- REQUIRED TASKS:
a - Copy out the stretch of the White Rabbit Fever exhibition text from "Maija Tammi, born" through "not all life?", word for word.
b - Write the next part of the White Rabbit Fever exhibition text, picking up right after its final sentence.

- READING PASSAGE:

------------------------------------

Scientia is a latin word meaning knowledge—the origin of the word science.

This talk event will feature photographic expressions in the contemporary art field utilizing scientific approaches.

Dialog between Tammi and Nakamura (Tokyo Photographic Art Museum) will be based on

an introductory presentation by Tammi, and Nakamura’s presentation introducing artists around the globe

who use scientific approaches as their vehicle of expression. 

KANA KAWANISHI PHOTOGRAPHY is pleased to announce the opening of Maija Tammi Solo Exhibition,White Rabbit Fever, on Friday, August 4th, 2017. This exhibition commemorates the release of Tammi’s monograph White Rabbit Fever, published by Bromide Publishing House Ltd. (Hardcover, 200 pages, bilingual: Japanese/English.)

 

*    *    *

 

Maija Tammi, born 1985, is a Finnish artist who is currently working on her studio art-based doctoral thesis at Aalto University School of Arts, Design and Architecture in Helsinki. She also regularly collaborates with scientists and musicians. Tammi’s works are themed on primordial perceptions of our world, such as life and death, disgust and fascination, aesthetics and beauty, perception of time, and moral values—expressed in the medium of photography, video and installations.

 

In her White Rabbit Fever series, Tammi documents a rabbit corpse lying in a forest and gradually decaying over 100 days, and questions the ambiguous borderline between life and death, beauty and abhorrence, and disgust and fascination.

 

—What things are we allowed to consider ‘beautiful’? Why not all life?

 

Deliberately challenging the conception of beauty, she focuses the viewer’s attention on a deceased subject, which is typically considered an element of abhorrence. However, the dead rabbit is portrayed to be illusory and romantic—as though in a fairly-tale—illustrating the beautiful aspects of how every particle of the rabbit corpse returns back to the nature. The body of work consequently raises basic questions to the viewer: Until which point is it a rabbit? From what point does it cease to exist?

------------------------------------

- DATASET EXCERPT:
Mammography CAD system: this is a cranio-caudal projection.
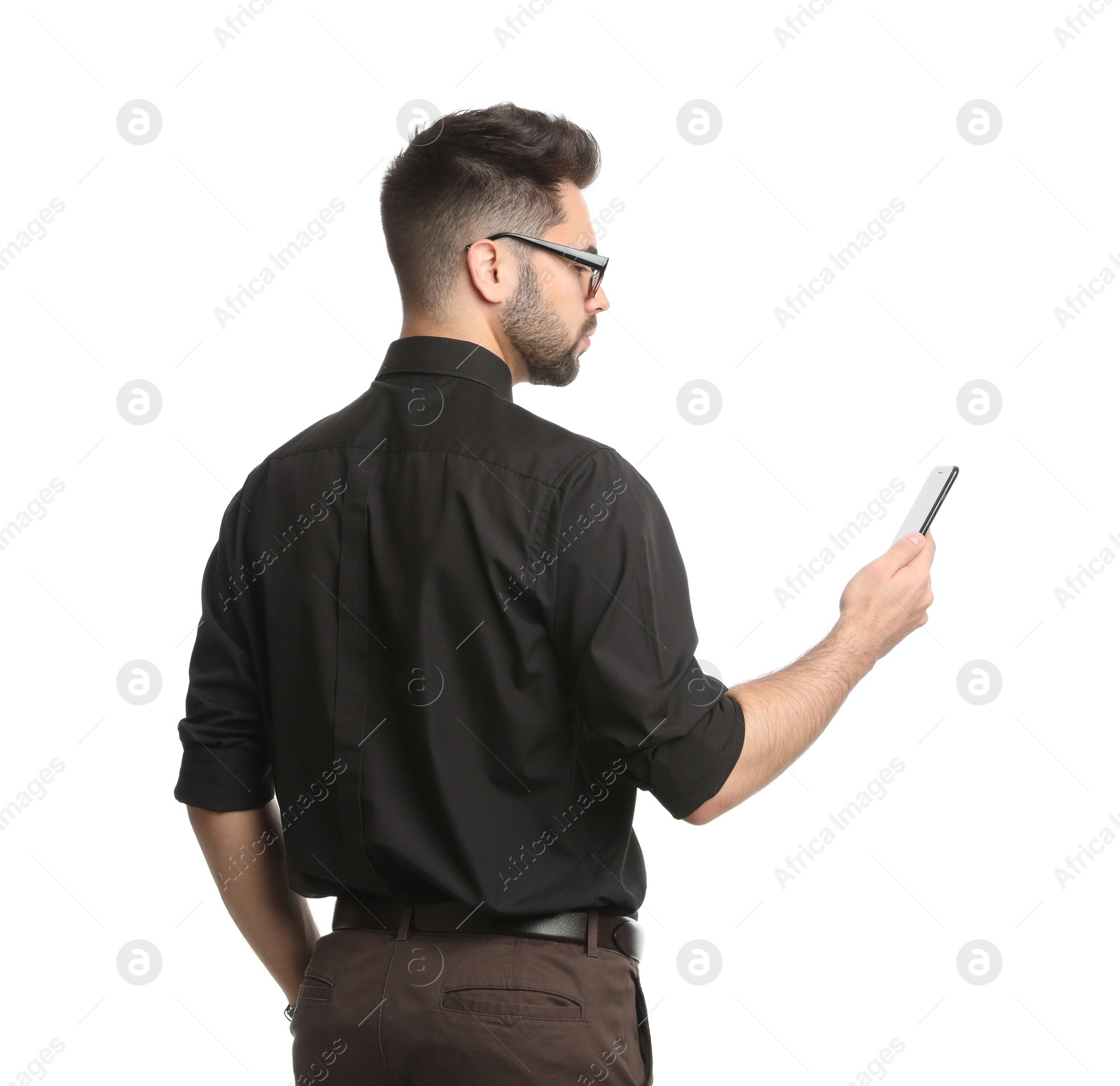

------------------------------------

- ANSWERS TO EACH TASK:
a -
Maija Tammi, born 1985, is a Finnish artist who is currently working on her studio art-based doctoral thesis at Aalto University School of Arts, Design and Architecture in Helsinki. She also regularly collaborates with scientists and musicians. Tammi’s works are themed on primordial perceptions of our world, such as life and death, disgust and fascination, aesthetics and beauty, perception of time, and moral values—expressed in the medium of photography, video and installations.

 

In her White Rabbit Fever series, Tammi documents a rabbit corpse lying in a forest and gradually decaying over 100 days, and questions the ambiguous borderline between life and death, beauty and abhorrence, and disgust and fascination.

 

—What things are we allowed to consider ‘beautiful’? Why not all life?

b -
*    *    *

 

In addition to the rabbits, Tammi presents individual images and sequences of human cell lines that grow indefinitely; cancer cell lines that are kept alive in laboratories around the world.


These cells, unlike most human cells, can divide eternally (*), provided the nutrients and the living space. In one example, an American woman named Henrietta Lacks died in 1951, but her cells are still alive and continuously grown. Her cells—named HeLa cells—were also the first human cells in space. Tammi has also documented Pa-Ju cell line, which originates from Finnish teenage patient who died in 1983, and Us-Ki cell line derived from a Finnish patient in 2009. Tammi has been growing and documenting the cell lines under controlled conditions at a research laboratory in Helsinki, Finland.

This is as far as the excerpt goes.